(Records of labeled points)
++++

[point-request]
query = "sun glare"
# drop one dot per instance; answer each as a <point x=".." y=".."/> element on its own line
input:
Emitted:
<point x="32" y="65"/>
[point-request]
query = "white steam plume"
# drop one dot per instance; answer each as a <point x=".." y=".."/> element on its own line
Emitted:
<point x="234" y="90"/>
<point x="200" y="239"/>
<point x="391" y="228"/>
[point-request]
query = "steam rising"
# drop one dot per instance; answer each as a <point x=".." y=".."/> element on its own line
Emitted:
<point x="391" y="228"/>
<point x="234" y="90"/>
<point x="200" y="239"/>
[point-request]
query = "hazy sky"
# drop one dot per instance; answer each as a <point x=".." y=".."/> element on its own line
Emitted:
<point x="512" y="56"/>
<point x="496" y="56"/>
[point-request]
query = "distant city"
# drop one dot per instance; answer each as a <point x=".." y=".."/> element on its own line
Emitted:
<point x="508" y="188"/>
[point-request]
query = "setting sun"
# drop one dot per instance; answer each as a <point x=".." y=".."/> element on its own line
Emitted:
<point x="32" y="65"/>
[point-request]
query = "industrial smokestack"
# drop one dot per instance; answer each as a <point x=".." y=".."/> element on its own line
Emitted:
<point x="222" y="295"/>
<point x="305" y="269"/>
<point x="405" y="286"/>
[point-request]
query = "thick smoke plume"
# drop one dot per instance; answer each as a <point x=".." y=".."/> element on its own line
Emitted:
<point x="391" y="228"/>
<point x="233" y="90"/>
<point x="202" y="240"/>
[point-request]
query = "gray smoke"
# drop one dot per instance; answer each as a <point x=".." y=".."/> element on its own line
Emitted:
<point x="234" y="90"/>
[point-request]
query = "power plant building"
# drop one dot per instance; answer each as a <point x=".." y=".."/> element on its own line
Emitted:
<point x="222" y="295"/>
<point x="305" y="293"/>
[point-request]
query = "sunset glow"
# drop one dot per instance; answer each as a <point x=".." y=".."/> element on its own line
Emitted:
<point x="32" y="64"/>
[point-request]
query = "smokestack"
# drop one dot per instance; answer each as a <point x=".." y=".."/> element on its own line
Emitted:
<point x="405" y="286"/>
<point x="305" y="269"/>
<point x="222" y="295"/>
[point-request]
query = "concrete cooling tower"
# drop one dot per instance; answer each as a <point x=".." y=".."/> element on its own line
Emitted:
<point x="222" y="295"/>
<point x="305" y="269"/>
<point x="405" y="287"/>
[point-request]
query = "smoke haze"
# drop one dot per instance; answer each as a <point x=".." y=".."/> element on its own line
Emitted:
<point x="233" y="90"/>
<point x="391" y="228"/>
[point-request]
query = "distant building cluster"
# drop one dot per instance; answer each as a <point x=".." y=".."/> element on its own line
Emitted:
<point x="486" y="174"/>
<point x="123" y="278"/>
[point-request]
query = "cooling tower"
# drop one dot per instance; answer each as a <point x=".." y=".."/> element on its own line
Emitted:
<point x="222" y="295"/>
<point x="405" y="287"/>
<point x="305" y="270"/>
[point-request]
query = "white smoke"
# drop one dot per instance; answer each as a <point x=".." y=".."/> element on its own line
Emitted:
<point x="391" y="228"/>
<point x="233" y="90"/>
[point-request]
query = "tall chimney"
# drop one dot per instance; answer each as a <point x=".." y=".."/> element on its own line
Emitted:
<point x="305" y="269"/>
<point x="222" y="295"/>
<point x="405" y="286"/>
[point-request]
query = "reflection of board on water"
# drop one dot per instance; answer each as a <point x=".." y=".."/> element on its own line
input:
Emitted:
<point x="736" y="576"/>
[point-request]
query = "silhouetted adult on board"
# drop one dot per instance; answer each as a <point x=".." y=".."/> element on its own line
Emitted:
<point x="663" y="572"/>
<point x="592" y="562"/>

++++

(DIRECTION): From the records above, pull out each line that contains the word "steam" and copy it without changes.

(FINAL ANSWER):
query = "white steam plume"
query = "steam rising"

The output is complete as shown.